- _Exercise instructions_
All entries must be extracted exactly, with nothing added or dropped.

- _The input_

******************************

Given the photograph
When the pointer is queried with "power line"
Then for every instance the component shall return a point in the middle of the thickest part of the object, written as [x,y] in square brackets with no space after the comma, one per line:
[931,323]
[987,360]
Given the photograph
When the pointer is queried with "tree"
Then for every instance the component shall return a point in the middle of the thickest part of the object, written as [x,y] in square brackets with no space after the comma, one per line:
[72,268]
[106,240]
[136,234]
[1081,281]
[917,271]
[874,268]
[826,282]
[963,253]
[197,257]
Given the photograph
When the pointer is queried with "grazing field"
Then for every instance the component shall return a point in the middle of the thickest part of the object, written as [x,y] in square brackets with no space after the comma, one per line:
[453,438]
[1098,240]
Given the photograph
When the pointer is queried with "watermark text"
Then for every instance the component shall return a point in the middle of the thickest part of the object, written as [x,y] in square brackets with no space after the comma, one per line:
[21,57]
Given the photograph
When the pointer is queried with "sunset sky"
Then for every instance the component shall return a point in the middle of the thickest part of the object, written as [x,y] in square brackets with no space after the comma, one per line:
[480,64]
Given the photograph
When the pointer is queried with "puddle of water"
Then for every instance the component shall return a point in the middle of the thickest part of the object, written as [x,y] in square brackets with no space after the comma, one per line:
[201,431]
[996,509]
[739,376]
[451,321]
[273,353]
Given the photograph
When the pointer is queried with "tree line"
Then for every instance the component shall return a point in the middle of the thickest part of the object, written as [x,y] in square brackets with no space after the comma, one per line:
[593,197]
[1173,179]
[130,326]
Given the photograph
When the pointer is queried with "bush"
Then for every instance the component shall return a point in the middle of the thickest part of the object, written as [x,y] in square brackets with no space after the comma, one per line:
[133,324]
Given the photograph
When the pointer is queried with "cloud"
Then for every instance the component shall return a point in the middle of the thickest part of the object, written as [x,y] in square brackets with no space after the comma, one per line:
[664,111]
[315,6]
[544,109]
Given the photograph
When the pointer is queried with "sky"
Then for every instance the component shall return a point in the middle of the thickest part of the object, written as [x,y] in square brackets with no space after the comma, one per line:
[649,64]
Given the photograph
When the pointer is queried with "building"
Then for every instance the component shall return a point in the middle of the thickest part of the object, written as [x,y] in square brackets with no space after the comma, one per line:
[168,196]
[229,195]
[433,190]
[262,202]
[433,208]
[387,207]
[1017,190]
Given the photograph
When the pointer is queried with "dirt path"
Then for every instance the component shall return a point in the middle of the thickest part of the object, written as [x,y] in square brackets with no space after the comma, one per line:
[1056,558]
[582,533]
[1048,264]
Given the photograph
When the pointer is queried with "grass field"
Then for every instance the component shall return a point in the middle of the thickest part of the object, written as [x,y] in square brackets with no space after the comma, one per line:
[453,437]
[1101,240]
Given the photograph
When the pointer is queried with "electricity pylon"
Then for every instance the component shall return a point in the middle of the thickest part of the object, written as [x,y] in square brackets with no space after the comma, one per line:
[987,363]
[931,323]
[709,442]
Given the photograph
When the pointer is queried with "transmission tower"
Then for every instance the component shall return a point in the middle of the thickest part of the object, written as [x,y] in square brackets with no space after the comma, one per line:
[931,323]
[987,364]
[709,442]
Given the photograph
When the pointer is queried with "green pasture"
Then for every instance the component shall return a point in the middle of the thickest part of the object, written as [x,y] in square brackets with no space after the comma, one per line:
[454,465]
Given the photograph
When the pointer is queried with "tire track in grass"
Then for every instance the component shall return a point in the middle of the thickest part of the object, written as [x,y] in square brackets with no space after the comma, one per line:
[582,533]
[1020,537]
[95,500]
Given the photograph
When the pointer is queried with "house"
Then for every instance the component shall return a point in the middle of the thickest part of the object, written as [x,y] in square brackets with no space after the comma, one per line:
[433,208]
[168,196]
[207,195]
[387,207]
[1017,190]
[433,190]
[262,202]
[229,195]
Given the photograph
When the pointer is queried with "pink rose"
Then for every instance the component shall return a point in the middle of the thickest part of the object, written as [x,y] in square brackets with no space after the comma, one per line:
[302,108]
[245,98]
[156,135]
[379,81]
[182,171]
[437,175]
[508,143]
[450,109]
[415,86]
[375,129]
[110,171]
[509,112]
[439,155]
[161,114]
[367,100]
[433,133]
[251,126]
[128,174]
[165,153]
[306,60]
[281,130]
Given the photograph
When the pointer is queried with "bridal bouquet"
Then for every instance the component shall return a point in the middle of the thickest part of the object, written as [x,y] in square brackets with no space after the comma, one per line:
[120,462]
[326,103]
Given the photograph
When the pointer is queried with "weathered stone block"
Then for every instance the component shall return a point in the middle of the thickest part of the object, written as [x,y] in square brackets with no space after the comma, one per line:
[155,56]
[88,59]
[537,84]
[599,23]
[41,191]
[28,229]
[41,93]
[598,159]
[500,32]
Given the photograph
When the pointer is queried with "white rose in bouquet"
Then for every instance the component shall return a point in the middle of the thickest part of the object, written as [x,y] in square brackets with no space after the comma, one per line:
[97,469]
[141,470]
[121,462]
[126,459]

******************************

- _Response to this task_
Given the photograph
When the pointer is queried with "power line"
Then for every instance the component shall return a point in the middle of the thickest part of the object, written as [x,y] in square brackets with no space after the comma, one per line:
[931,323]
[987,360]
Given the photograph
When the pointer is queried with "tree"
Then for every instance the component shall return a point in the middle of the thickest part of the object, written as [x,y] in square brackets with no space after the comma, one per line:
[72,268]
[106,240]
[136,234]
[1081,281]
[917,271]
[874,268]
[826,282]
[963,253]
[197,257]
Given the photograph
When the pointer is queried with "grazing field"
Then for every instance the component shall return a point in the middle of the thickest part of the object, written as [x,y] in square brackets with no space after the comma, one per line:
[453,438]
[1098,240]
Given the photograph
When the pointer is queried with "watermark text"
Then for every instance the component shall return a point in the middle of the thickest part of the object, written as [x,y] in square brackets with no space after the comma, one per line:
[21,57]
Given the photograph
When the pointer is queried with "sunset sky"
Then for every instance the component shall return a point in the middle of the thickest part of the object, written as [x,y] in square brackets with no space after the comma, one per line:
[480,64]
Given the photograph
When the pointer is queried with "puddle of water"
Then for every instance the component shall return a point in the middle of the thickest part of the object, written as [x,y] in square brackets with no space after the comma, one per line:
[201,431]
[996,509]
[739,376]
[451,321]
[273,353]
Given the photograph
When the pointer is queried with "tree line"
Then for every instance the component shall return a point in the middle of the thickest part of the object, written as [x,y] in square brackets with no space after the comma, one per line:
[593,197]
[1173,179]
[130,326]
Given the photograph
When the pointer is queried with "bush"
Then for every instance the component shall return a point in the middle of the thickest part of the object, written as [x,y] in square brackets with no space after the comma, one per line:
[133,324]
Given the photograph
When the pointer is queried with "cloud"
Then for every instance the component shall return a point in the middle of the thickest part of the object, written as [x,y] in square brackets with no space after the comma, one per line:
[664,111]
[315,6]
[544,109]
Given the photograph
When the pointer is queried with "sky"
Then for every instance the component shall return a point in the middle of the thickest part of the object, written as [x,y] in square brackets with no space after the comma, one per line:
[649,64]
Given the photograph
When the pointer is queried with "building"
Then for every instance the component shall return a point in the middle of the thickest part of the object, written as [x,y] in square brackets with no space after the comma, one per line:
[168,196]
[229,195]
[433,190]
[262,202]
[433,208]
[387,207]
[1017,190]
Given the photograph
When the pointer is queried with "dirt path"
Then for every instance the component shall return a point in the middle of the thickest part of the object, written as [x,y] in square brackets with no space after the comma, one per line:
[1056,558]
[582,533]
[1048,264]
Given the photograph
When the pointer is queried with "grass field"
Then for every instance the component shall return a point in the middle of the thickest part of the object, written as [x,y] in square brackets with no space after the comma, one per line:
[453,437]
[1101,240]
Given the photograph
When the pointer is queried with "electricity pylon"
Then for every instance the component shall return a point in the middle of the thickest part of the object, written as [x,y] in square brackets with no space after the comma, one per line:
[987,363]
[931,323]
[709,442]
Given the photograph
When the pointer is queried with "transmission tower"
Then for every instance the component shall return a point in the middle of the thickest part of the object, written as [x,y] in square brackets with no space after the comma, one per line:
[931,323]
[987,364]
[709,442]
Given the photograph
When the pointer is queried with "green pasture"
Then for every instance the component shall return a point in the middle of the thickest part of the object, written as [x,y] in square brackets with no space after the comma, one per line:
[454,465]
Given the photograph
When the pointer is queried with "tire track in grass"
Then for every instance the component shall return a point in the middle of the thickest part of the object, written as [x,y] in square brackets with no space after the comma, one per line:
[582,533]
[1020,537]
[95,500]
Given the photograph
When the pointer is queried with "house"
Then for every instance the component shall return a point in the middle of the thickest part of the object, written as [x,y] in square brackets with no space after the comma, one per line:
[433,208]
[168,196]
[207,195]
[387,207]
[1017,190]
[433,190]
[262,202]
[229,195]
Given the photograph
When the pointer is queried with "pink rose"
Then for every instance the component shall return a point in the middle of the thickest part of the object, written as [x,y] in square brackets with no space after the comma, one per line:
[302,108]
[245,98]
[156,135]
[379,81]
[182,171]
[437,175]
[508,143]
[450,109]
[415,86]
[375,129]
[110,171]
[509,112]
[439,155]
[161,114]
[367,100]
[433,133]
[251,126]
[128,174]
[165,153]
[306,60]
[281,130]
Given the photograph
When the pointer is queried with "bridal bouquet"
Then for every instance the component shall return a point in the middle of the thickest part of the object, written as [x,y] in square brackets with no space after the comma, one per line:
[120,462]
[326,103]
Given the photograph
When the pointer is queried with "weathered stone block"
Then for every instance the component shall return a point in the middle of the thickest part of the object, written as [x,y] in square brackets with no space after the comma, one per line:
[155,56]
[88,59]
[537,84]
[599,23]
[41,191]
[28,229]
[41,93]
[598,159]
[500,32]
Given the photograph
When the pointer is queried with "white rose in bouquet"
Then for every instance the component shall return a point in the middle of the thickest part of the object, written as [x,y] in square brackets with no space after the comma, one per line:
[97,469]
[141,470]
[121,462]
[126,459]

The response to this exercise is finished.